KURZAUFGABE A: Liste alle Themenbereiche aus der Erklärung von Viktor Orbán auf, die in der Aufzählung nach den Worten „in den Themen“ genannt werden.
KURZAUFGABE B: Führe die Erklärung von Viktor Orbán im Anschluss an ihren letzten Satz weiter.

VORLIEGENDER AUSZUG:

Erklärung von Viktor Orbán nach seinem Treffen mit dem österreichischen Bundeskanzler Karl Nehammer
28. Juli 2022, Wien

Meine sehr geehrten Damen und Herren, ich wünsche Ihnen einen guten Tag!

Wir haben ein ausgezeichnetes Gespräch geführt, bei dem wir eine Reihe von wichtigen Themen angesprochen haben. Das wichtigste Thema war die Migration und die damit verbundenen sicherheitsrelevanten Fragen. Wir haben die Frage des Krieges und in diesem Zusammenhang die Fragen unserer wirtschaftlichen Zusammenarbeit angesprochen und diskutiert, und wie Sie gehört haben, hatten wir auch Zeit uns mit intellektuellen Fragen auseinander zu setzen – wie die Geschichte und der Rassismus. Unsere beiden Länder verbindet eine besondere Beziehung. Wir kommen immer wieder gerne nach Österreich. Ein Ungar fühlt sich in Wien immer zu Hause, und ich glaube, dass sich viele, vielleicht sogar alle Österreicher in Budapest ebenfalls zu Hause fühlen. Wenn wir gute Zeiten erleben, fällt uns die Freundschaft leichter, wenn wir schwierige Zeiten erleben, fällt uns diese schwerer, und derzeit erleben wir schwierige Zeiten. Ich habe mich bei dem heutigen Gespräch gefragt, ob wir in den sehr schwierigen Zeiten, die vor uns liegen, auf unsere österreichischen Freunde zählen können, und ob uns diese besondere historische Freundschaft zwischen unseren beiden Nationen in den Themen Krieg, Migration, Energie und wirtschaftlicher Zusammenarbeit helfen wird. Ich möchte die Verhandlungen mit der Feststellung zusammenfassen, dass wir eine positive Antwort erhalten haben, und ich freue mich, den Bürgern Ungarns mittteilen zu können, dass wir in den kommenden Jahren auf Österreich und auf die Zusammenarbeit mit Österreich zählen können. Und natürlich beruht dies auf Gegenseitigkeit.

EXTRAHIERTE DATEN:
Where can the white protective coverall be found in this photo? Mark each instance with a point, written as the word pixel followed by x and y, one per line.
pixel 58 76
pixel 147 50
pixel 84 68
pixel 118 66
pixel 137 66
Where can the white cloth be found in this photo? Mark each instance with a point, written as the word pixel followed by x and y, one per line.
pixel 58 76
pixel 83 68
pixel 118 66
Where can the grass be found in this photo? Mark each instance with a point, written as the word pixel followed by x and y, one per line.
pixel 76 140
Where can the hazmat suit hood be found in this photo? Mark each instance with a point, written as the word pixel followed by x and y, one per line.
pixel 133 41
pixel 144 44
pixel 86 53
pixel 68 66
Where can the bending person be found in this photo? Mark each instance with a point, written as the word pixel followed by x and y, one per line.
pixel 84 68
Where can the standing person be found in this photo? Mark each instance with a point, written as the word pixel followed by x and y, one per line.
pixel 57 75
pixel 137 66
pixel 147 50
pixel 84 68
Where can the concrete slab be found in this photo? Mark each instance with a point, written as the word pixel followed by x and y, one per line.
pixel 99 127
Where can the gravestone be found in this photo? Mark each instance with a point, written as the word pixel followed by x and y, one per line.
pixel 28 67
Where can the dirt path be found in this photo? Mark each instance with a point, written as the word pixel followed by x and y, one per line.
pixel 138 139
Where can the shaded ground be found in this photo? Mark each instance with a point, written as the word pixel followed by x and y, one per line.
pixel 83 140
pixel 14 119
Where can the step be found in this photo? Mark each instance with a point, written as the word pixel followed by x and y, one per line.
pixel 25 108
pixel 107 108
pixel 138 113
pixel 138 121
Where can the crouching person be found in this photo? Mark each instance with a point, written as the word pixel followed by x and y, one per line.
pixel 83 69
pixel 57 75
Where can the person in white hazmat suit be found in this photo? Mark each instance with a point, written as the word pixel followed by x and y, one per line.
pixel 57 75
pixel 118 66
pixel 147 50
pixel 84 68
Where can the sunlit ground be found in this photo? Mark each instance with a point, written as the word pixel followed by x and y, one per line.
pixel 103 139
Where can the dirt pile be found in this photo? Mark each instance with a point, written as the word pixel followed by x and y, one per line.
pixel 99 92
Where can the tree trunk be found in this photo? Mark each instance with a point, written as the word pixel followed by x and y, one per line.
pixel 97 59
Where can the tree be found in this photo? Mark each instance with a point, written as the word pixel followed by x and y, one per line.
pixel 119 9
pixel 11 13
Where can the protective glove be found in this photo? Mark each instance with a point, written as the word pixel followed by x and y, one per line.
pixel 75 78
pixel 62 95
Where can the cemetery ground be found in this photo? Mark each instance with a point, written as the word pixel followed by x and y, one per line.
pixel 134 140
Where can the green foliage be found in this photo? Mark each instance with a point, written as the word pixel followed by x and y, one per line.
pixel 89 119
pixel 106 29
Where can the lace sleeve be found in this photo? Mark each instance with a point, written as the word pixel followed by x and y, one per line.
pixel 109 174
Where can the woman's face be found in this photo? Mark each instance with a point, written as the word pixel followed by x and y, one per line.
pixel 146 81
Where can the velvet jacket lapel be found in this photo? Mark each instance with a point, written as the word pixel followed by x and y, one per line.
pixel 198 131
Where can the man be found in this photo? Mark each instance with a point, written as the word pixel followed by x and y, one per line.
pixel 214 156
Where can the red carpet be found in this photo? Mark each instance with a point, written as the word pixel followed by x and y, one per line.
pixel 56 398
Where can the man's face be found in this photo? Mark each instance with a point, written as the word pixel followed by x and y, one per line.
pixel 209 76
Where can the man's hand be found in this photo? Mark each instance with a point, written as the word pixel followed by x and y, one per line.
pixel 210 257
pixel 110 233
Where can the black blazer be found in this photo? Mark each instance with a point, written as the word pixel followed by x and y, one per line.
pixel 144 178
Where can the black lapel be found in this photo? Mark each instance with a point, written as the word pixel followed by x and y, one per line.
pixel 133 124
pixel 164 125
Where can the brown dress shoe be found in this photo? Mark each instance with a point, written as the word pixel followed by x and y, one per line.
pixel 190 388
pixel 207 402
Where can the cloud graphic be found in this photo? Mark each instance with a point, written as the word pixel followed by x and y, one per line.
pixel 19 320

ANTWORT ZUR ÜBUNG A:
- Krieg
- Migration
- Energie
- wirtschaftliche Zusammenarbeit

ANTWORT ZUR ÜBUNG B:
Was die kontroversen Themen betrifft, so stellt das Thema der Kernenergie eine schwierige Frage dar. Ich sehe keine Chance, in diesem Punkt einen gemeinsamen Standpunkt zu erringen, es sei denn, Österreich erlaubt uns, einige ungarische Wasserkraftwerke in Österreich bauen zu dürfen. Das wäre uns eine große Hilfe, wir haben nämlich keine Flüsse und Möglichkeiten, die unsere österreichischen Freunde haben, weshalb wir im ungarischen Energiesystem nicht auf die Kernenergie verzichten können, weshalb diese Debatte uns weiter beschäftigen wird. Wir werden uns dabei bemühen, zusammenzuarbeiten und uns gegenseitig so weit wie möglich Sicherheitsgarantien zu geben.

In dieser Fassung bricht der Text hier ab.